Point-per-instance localization data:
§

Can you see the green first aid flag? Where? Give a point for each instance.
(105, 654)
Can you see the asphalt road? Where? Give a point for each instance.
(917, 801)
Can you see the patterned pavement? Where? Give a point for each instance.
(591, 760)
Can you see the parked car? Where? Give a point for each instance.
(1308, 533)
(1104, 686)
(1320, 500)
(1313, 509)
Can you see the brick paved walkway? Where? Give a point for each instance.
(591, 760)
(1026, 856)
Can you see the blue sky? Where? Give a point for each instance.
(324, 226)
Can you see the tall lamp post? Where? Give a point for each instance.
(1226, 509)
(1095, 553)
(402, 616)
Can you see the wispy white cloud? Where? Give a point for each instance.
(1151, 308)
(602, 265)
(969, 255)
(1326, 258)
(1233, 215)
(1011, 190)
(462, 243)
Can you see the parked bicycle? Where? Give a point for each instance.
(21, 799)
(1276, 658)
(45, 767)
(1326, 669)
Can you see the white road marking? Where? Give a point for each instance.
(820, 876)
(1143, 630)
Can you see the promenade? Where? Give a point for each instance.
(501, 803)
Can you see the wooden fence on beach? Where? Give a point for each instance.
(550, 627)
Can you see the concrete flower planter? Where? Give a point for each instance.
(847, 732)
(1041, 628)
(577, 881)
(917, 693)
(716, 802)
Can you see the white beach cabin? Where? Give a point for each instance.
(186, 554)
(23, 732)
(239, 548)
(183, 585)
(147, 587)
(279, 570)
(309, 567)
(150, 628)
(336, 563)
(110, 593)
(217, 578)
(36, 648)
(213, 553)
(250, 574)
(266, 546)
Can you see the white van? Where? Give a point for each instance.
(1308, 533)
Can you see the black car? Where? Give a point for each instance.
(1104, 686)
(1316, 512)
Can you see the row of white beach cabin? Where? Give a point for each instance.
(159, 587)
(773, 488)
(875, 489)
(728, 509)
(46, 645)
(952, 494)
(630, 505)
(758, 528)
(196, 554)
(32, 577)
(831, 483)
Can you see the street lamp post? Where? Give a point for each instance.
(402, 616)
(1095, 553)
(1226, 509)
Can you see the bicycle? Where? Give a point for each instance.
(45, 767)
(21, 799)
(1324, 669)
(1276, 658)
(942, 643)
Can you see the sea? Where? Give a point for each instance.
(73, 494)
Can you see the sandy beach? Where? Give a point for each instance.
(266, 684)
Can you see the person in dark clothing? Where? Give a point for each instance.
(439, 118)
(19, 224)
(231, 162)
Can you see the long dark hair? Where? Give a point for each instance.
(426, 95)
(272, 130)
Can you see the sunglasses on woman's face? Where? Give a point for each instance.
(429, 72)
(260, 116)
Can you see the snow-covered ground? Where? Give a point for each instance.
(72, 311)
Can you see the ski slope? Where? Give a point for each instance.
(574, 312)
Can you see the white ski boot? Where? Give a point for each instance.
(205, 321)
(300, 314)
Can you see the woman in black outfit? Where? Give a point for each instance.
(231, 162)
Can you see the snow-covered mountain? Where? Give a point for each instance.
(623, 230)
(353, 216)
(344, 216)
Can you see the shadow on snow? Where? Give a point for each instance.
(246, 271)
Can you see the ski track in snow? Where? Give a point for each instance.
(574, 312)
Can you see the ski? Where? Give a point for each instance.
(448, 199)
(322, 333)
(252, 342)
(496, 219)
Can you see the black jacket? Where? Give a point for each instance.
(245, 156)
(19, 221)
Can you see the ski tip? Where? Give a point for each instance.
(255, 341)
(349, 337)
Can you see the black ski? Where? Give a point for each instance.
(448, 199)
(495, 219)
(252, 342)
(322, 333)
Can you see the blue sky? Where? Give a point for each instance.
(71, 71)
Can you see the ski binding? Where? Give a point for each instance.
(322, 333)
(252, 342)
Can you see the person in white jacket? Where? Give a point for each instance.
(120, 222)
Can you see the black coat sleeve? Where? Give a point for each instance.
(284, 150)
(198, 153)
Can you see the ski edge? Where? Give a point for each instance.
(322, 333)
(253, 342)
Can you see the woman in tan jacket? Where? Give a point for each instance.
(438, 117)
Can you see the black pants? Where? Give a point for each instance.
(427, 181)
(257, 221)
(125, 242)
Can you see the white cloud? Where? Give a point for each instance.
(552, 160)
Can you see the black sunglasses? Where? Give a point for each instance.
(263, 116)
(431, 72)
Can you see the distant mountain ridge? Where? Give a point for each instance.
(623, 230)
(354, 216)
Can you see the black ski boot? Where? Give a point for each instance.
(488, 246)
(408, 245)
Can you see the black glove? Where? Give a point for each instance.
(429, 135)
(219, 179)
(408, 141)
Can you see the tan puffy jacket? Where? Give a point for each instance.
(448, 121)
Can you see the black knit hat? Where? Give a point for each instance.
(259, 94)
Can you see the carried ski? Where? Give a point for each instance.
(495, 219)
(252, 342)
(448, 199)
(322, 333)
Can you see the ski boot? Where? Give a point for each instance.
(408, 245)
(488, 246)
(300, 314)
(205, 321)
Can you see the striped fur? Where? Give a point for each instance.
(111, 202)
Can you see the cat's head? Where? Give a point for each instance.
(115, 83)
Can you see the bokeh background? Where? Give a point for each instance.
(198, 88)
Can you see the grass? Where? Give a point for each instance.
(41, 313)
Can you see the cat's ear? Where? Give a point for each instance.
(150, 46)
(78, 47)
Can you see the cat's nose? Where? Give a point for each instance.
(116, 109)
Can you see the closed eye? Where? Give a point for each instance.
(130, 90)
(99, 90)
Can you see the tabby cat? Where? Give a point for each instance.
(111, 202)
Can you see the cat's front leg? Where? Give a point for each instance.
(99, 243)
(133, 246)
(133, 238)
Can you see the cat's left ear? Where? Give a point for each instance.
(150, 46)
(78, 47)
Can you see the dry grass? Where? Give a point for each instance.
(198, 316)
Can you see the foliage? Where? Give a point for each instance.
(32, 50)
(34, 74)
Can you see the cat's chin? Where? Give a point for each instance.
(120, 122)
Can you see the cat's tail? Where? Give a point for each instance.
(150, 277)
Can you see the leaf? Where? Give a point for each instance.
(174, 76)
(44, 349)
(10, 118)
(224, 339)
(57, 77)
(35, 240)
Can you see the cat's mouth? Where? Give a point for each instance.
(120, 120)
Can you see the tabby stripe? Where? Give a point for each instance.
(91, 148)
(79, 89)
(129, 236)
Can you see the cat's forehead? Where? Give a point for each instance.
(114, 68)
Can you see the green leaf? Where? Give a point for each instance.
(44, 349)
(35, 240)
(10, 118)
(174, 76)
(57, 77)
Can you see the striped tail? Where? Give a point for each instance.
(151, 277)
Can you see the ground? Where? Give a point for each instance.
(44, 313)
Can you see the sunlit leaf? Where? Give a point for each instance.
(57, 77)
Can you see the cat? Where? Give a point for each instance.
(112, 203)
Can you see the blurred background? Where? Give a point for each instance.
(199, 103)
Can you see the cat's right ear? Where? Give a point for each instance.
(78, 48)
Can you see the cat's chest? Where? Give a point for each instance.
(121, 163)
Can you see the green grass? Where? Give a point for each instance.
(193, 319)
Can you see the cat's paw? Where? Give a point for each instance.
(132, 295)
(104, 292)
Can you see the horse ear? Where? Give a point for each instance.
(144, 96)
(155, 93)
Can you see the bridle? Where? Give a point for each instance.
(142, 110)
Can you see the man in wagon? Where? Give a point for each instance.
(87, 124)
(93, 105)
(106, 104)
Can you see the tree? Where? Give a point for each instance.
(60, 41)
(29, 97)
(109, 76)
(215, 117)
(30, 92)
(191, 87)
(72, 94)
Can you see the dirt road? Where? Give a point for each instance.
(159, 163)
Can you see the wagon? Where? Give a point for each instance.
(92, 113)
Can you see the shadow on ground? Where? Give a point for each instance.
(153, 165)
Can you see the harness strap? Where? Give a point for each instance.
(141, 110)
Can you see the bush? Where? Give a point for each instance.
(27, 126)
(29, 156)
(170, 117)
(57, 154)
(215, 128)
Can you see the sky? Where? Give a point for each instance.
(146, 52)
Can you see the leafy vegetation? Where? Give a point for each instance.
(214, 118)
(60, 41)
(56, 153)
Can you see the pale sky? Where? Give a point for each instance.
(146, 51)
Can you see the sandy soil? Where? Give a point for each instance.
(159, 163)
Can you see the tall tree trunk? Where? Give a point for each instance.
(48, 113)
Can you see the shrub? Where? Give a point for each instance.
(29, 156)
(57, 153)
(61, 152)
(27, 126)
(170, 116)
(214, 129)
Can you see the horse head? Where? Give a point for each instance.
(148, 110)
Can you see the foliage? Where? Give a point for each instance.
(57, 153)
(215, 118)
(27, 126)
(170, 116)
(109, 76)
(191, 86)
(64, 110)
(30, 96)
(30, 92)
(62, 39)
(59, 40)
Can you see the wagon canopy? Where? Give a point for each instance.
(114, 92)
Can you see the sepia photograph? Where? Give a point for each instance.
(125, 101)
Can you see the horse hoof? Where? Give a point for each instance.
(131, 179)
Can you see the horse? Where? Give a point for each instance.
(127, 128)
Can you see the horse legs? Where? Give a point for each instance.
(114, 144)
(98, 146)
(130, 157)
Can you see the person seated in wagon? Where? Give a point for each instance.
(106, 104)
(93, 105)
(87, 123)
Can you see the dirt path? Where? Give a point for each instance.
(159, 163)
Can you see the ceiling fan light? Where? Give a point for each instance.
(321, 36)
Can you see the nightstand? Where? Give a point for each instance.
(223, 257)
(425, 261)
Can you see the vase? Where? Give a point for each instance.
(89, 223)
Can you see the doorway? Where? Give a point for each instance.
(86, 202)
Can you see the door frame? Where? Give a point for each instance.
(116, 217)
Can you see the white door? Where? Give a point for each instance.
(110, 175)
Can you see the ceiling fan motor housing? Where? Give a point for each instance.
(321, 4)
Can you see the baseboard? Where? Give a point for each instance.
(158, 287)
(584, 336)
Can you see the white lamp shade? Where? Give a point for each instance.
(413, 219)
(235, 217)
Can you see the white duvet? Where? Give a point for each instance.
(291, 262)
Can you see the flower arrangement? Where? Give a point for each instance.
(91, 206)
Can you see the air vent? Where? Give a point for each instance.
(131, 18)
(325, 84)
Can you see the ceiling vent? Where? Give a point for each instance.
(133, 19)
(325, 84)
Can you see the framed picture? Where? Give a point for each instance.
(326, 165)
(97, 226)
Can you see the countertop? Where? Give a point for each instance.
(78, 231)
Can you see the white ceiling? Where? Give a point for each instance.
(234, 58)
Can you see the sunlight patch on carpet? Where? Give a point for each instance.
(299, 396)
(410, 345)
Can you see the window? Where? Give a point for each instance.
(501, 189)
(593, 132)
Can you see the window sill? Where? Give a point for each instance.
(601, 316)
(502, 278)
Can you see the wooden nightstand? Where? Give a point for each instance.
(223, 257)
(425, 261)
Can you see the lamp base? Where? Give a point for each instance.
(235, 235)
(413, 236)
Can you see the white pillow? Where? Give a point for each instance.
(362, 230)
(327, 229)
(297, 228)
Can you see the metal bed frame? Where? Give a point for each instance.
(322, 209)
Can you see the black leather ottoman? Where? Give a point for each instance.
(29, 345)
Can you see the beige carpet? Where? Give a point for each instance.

§

Work task: From the line with "Can you see the white ceiling?" through the last line of the records, set down every line exactly as written and leave out all others.

Problem solution:
Can you see the white ceiling? Where? Give a point for each instance.
(234, 58)
Can you see the sunlight patch on carpet? Where? Give a point for each instance.
(299, 396)
(410, 345)
Can you see the window? Where? Give a point for each instance.
(501, 189)
(593, 132)
Can you see the window sill? Where? Give a point for each instance.
(601, 316)
(502, 278)
Can you see the wooden nightstand? Where? Give a point for each instance.
(223, 257)
(425, 261)
Can you see the lamp base? Where? Give a point for each instance.
(235, 235)
(413, 236)
Can you see the white pillow? Where? Give a point for each instance.
(362, 230)
(327, 229)
(297, 228)
Can you see the metal bed frame? Where? Give a point for each instance.
(322, 209)
Can you see the black leather ottoman? Where? Give a point for each instance.
(29, 345)
Can you see the beige carpet? Where? Give a point for each instance.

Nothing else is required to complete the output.